* begin Extracted information *

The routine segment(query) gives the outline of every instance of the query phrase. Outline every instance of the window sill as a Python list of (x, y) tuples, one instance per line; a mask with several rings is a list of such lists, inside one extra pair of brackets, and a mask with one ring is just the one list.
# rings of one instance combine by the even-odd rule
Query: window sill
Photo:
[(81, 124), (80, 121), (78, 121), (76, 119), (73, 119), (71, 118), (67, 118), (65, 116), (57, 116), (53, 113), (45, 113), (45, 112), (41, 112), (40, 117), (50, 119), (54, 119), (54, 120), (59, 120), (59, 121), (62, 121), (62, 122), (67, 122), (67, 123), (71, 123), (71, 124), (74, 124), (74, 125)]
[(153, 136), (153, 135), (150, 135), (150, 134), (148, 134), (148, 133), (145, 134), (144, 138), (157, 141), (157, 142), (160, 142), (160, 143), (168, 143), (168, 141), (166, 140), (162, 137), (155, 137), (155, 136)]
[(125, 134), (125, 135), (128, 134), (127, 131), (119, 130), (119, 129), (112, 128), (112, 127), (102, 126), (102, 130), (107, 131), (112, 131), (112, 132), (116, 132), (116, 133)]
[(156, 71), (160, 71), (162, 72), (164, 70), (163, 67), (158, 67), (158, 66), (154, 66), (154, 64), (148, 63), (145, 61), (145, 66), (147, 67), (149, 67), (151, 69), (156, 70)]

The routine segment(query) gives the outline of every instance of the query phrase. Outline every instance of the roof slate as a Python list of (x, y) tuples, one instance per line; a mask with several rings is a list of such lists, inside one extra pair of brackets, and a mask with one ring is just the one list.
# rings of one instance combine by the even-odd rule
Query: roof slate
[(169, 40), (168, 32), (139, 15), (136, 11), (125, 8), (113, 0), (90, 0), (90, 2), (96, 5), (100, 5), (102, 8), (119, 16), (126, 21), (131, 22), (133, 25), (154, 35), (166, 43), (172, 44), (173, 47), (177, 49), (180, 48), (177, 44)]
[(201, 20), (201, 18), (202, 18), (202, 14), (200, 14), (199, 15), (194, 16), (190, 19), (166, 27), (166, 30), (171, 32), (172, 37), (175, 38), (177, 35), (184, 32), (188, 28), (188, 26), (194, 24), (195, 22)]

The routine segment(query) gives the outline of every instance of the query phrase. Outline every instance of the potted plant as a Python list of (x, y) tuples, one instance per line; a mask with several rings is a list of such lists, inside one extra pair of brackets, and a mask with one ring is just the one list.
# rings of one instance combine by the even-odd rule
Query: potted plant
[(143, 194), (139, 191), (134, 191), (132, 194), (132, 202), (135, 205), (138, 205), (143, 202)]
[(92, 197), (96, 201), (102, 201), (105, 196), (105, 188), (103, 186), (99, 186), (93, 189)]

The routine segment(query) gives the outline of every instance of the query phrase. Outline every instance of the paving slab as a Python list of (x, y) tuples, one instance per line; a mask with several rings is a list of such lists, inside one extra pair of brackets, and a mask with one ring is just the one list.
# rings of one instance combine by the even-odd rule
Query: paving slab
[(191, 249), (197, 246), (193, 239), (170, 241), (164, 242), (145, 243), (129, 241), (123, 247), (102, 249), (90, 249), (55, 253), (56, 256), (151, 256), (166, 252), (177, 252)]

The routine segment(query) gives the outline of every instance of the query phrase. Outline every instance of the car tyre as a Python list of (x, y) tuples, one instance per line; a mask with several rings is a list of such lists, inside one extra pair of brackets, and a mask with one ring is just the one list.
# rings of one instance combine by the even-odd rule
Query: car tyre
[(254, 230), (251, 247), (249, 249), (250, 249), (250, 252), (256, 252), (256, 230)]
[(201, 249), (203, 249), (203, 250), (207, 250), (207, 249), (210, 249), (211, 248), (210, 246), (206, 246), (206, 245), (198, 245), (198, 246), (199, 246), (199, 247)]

* end Extracted information *

Goal: Write out the data from the line containing "of the roof" through the line containing "186), (93, 189)]", inclusive, switching "potted plant" to "planter" wherever it occurs and leaving everything else unchanged.

Task result:
The routine segment(query) gives the outline of every instance of the query phrase. Outline every instance of the roof slate as a Python list of (x, y) tuples, one instance per line; a mask with several rings is a list of such lists, inside one extra pair of brackets, and a mask with one ring is just the one list.
# rings of one instance combine by the even-odd rule
Query: roof slate
[(169, 40), (168, 32), (139, 15), (136, 11), (125, 8), (113, 0), (90, 0), (90, 2), (96, 5), (100, 5), (102, 8), (119, 16), (126, 21), (131, 22), (133, 25), (154, 35), (166, 43), (172, 44), (173, 47), (177, 49), (180, 48), (177, 44)]
[(201, 20), (201, 18), (202, 18), (202, 14), (200, 14), (199, 15), (194, 16), (190, 19), (166, 27), (166, 30), (171, 32), (172, 37), (175, 38), (177, 35), (184, 32), (188, 28), (188, 26), (194, 24), (195, 22)]

The routine segment(query) gives the outline of every instance of the query phrase. Outline every instance of the planter as a Python list of (x, y) tuples, one instance per line; a mask with several rings is a list of such lists, inside one extra pair of brackets, and a mask with one ring is just the one list.
# rings of one instance combine by the even-odd rule
Query: planter
[(143, 194), (139, 191), (134, 191), (132, 194), (132, 202), (135, 205), (138, 205), (143, 202)]
[(92, 197), (96, 201), (102, 201), (105, 196), (105, 188), (103, 186), (99, 186), (93, 189)]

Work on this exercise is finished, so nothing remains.